Exercise aim: In the entries below, find each line with the word "white" and return it.

Material provided:
______________________________

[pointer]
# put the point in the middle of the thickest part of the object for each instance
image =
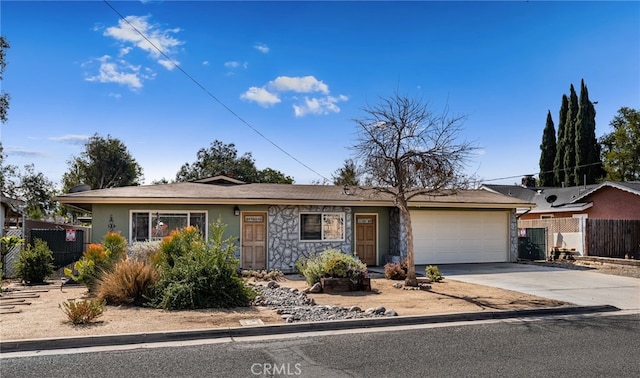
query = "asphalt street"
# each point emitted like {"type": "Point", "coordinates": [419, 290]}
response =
{"type": "Point", "coordinates": [578, 346]}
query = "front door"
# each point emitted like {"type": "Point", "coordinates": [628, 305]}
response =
{"type": "Point", "coordinates": [366, 238]}
{"type": "Point", "coordinates": [254, 240]}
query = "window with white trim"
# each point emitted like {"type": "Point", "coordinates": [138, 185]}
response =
{"type": "Point", "coordinates": [155, 225]}
{"type": "Point", "coordinates": [322, 226]}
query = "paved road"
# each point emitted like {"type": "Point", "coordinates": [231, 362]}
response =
{"type": "Point", "coordinates": [580, 287]}
{"type": "Point", "coordinates": [565, 347]}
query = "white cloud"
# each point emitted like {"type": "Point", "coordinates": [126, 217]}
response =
{"type": "Point", "coordinates": [24, 152]}
{"type": "Point", "coordinates": [119, 72]}
{"type": "Point", "coordinates": [261, 96]}
{"type": "Point", "coordinates": [306, 84]}
{"type": "Point", "coordinates": [71, 138]}
{"type": "Point", "coordinates": [268, 95]}
{"type": "Point", "coordinates": [159, 43]}
{"type": "Point", "coordinates": [318, 106]}
{"type": "Point", "coordinates": [262, 48]}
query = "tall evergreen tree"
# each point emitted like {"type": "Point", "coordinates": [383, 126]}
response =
{"type": "Point", "coordinates": [621, 147]}
{"type": "Point", "coordinates": [588, 165]}
{"type": "Point", "coordinates": [570, 137]}
{"type": "Point", "coordinates": [548, 153]}
{"type": "Point", "coordinates": [558, 163]}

______________________________

Written answer:
query = "window with white trim"
query = "white cloud"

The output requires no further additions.